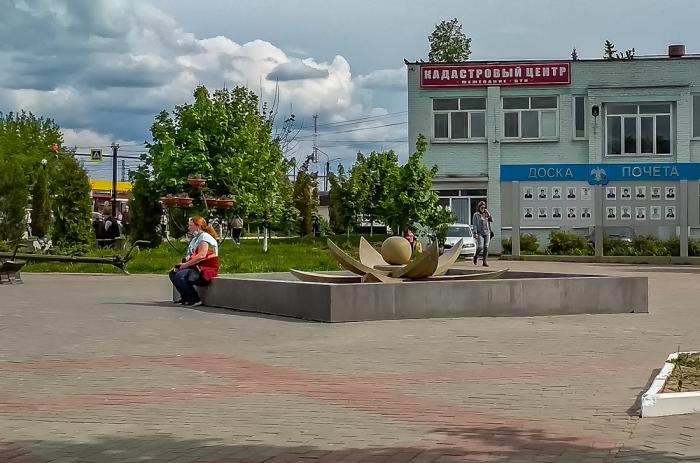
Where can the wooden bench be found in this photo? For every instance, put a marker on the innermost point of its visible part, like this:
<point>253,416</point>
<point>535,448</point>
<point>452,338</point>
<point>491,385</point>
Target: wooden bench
<point>9,271</point>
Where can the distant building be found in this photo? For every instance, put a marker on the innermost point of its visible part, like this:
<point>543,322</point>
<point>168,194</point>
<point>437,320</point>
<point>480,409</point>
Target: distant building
<point>101,191</point>
<point>588,136</point>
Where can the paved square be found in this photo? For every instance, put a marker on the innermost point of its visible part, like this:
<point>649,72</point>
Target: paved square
<point>100,368</point>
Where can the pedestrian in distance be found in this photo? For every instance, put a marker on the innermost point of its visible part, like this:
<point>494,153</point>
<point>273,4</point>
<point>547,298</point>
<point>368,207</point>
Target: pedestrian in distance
<point>107,229</point>
<point>481,221</point>
<point>237,229</point>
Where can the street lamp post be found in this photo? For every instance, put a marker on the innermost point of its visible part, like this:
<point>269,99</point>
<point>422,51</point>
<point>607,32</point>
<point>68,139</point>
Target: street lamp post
<point>328,167</point>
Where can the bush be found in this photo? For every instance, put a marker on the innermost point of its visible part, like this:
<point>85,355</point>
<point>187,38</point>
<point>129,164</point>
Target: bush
<point>72,206</point>
<point>567,243</point>
<point>649,246</point>
<point>146,209</point>
<point>14,197</point>
<point>615,247</point>
<point>528,244</point>
<point>694,247</point>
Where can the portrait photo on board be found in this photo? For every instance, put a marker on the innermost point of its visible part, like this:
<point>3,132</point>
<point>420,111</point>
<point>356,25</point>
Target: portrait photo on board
<point>640,213</point>
<point>626,212</point>
<point>655,212</point>
<point>670,213</point>
<point>586,193</point>
<point>640,192</point>
<point>670,192</point>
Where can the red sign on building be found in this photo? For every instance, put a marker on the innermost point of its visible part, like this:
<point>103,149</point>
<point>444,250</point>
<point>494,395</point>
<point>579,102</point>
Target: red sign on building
<point>502,74</point>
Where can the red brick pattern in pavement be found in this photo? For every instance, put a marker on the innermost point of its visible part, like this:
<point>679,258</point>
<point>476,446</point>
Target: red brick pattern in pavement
<point>463,429</point>
<point>547,389</point>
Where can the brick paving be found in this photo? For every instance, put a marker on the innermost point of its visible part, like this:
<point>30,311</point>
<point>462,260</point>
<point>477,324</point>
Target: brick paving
<point>97,368</point>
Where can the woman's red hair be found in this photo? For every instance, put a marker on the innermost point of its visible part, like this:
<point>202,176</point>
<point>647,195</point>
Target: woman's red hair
<point>201,222</point>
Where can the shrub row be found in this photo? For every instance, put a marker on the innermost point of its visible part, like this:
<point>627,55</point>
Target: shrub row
<point>573,244</point>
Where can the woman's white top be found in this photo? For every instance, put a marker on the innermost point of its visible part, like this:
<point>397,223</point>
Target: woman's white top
<point>197,239</point>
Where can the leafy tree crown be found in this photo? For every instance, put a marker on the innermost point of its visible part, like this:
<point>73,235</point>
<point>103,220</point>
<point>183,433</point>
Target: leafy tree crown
<point>448,44</point>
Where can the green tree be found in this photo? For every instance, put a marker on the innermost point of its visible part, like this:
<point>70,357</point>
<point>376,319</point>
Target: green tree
<point>343,206</point>
<point>411,199</point>
<point>72,206</point>
<point>145,209</point>
<point>226,137</point>
<point>448,44</point>
<point>373,180</point>
<point>41,204</point>
<point>25,139</point>
<point>439,218</point>
<point>14,198</point>
<point>305,198</point>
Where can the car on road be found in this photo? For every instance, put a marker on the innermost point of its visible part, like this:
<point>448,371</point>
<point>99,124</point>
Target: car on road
<point>625,234</point>
<point>461,231</point>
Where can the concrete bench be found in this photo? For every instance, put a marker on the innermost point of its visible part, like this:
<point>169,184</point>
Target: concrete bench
<point>9,271</point>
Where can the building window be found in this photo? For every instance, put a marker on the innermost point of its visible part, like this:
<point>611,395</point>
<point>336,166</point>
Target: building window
<point>638,129</point>
<point>579,117</point>
<point>459,118</point>
<point>696,116</point>
<point>530,117</point>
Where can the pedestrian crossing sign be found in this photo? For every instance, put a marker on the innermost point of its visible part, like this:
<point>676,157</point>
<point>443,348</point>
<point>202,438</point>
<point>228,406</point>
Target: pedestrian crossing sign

_Task to carry out_
Rewrite the whole listing above, replacing "innermost" with "central" wherever it occurs and keeping everything else the same. Leave the pictures out.

_Output_
Where can the wooden bench be found in this photo? For every instance, put a marker on the central point of its visible part, like this:
<point>253,416</point>
<point>535,448</point>
<point>452,338</point>
<point>491,385</point>
Target: wooden bench
<point>9,271</point>
Where can the distant building be found in this photo? For every instance, put a marker on the central point of its visible part, like this:
<point>543,322</point>
<point>168,194</point>
<point>437,320</point>
<point>480,409</point>
Target: distant building
<point>101,191</point>
<point>588,136</point>
Where can the paved square be found in this photo? For every instance, put a marker on the central point of its visible part, like this:
<point>649,72</point>
Target: paved square
<point>100,368</point>
Where can the pedestrian in distance be found in this photo? For every instance, put a marker on the central point of its visible part, like this:
<point>494,153</point>
<point>273,4</point>
<point>547,298</point>
<point>368,207</point>
Target: pedestrian in distance
<point>107,229</point>
<point>481,221</point>
<point>237,229</point>
Where can the street lamp post be found in this photo? For every instance, put a marker on the central point of its visible part, like this:
<point>269,99</point>
<point>422,51</point>
<point>607,32</point>
<point>68,139</point>
Target: street lamp post
<point>328,167</point>
Where can the bush be found in this photo? For every instance, put a marker on the central point of its visible part, like this:
<point>85,355</point>
<point>187,38</point>
<point>129,164</point>
Target: bush
<point>72,206</point>
<point>567,243</point>
<point>649,246</point>
<point>146,209</point>
<point>14,197</point>
<point>615,247</point>
<point>528,244</point>
<point>694,247</point>
Where can the portrait photo on board be found in this photo? For every instance, put a marker on the central point of its visible part, like this:
<point>3,132</point>
<point>420,111</point>
<point>356,25</point>
Target: portrait photo on board
<point>640,213</point>
<point>626,212</point>
<point>655,212</point>
<point>670,213</point>
<point>586,193</point>
<point>640,192</point>
<point>670,192</point>
Where can the red sign on building be found in this photo? For every instance, put a marker on the central point of its visible part, like this:
<point>103,149</point>
<point>444,250</point>
<point>494,395</point>
<point>579,102</point>
Target: red sign on building
<point>502,74</point>
Where can the red brick pattern in pavement be found in this photo? For every instance, put a marker on the central point of its visible part, like this:
<point>679,258</point>
<point>476,446</point>
Target: red brick pattern in pavement
<point>463,429</point>
<point>547,389</point>
Where can the brick paving be found in this photo? For every instance, put a marker on the central point of its visible part, like this:
<point>30,311</point>
<point>462,260</point>
<point>477,324</point>
Target: brick paving
<point>97,368</point>
Where can the woman's red hair be found in this photo? For every instance, put a marker on the central point of its visible part, like this:
<point>202,176</point>
<point>647,195</point>
Target: woman's red hair
<point>201,222</point>
Where can the shrub row be found in this photo? For every instance, put a marker on the central point of its visible part, like this:
<point>627,55</point>
Target: shrub row
<point>573,244</point>
Where can the woman's white top be found in this photo? For every instance, put a marker on the central point of its visible part, like this:
<point>397,223</point>
Target: woman's white top
<point>197,239</point>
Where can the leafy tree crown be found in this photo? For every instance, put a marker on the central point of its visible part, like this:
<point>73,235</point>
<point>103,220</point>
<point>183,433</point>
Target: leafy tree crown
<point>448,44</point>
Where can the green tree be found in this photo? For every instance, put a marker on the central point of its visible part, like this:
<point>70,357</point>
<point>376,319</point>
Target: green tree
<point>343,206</point>
<point>411,199</point>
<point>72,206</point>
<point>145,209</point>
<point>226,137</point>
<point>448,44</point>
<point>373,180</point>
<point>41,204</point>
<point>25,139</point>
<point>439,218</point>
<point>14,198</point>
<point>305,198</point>
Where can the car on road be found in this photo? For every instance, put a marker on the central point of its visible part, like this:
<point>448,371</point>
<point>99,124</point>
Target: car on road
<point>625,234</point>
<point>461,231</point>
Where can the concrete bench be found in this photo? For every instance, put a marker on the central point of its visible part, like this:
<point>169,184</point>
Target: concrete bench
<point>9,271</point>
Where can the building window be found in this photo? For every instance, put a marker on the central point of its visible part, like this:
<point>611,395</point>
<point>336,166</point>
Target: building window
<point>638,129</point>
<point>579,117</point>
<point>459,118</point>
<point>696,116</point>
<point>530,117</point>
Where can the pedestrian crossing sign be found in this photo? For every instance, put a marker on the central point of its visible part, like this:
<point>676,157</point>
<point>443,348</point>
<point>202,438</point>
<point>228,406</point>
Target: pedestrian crossing sign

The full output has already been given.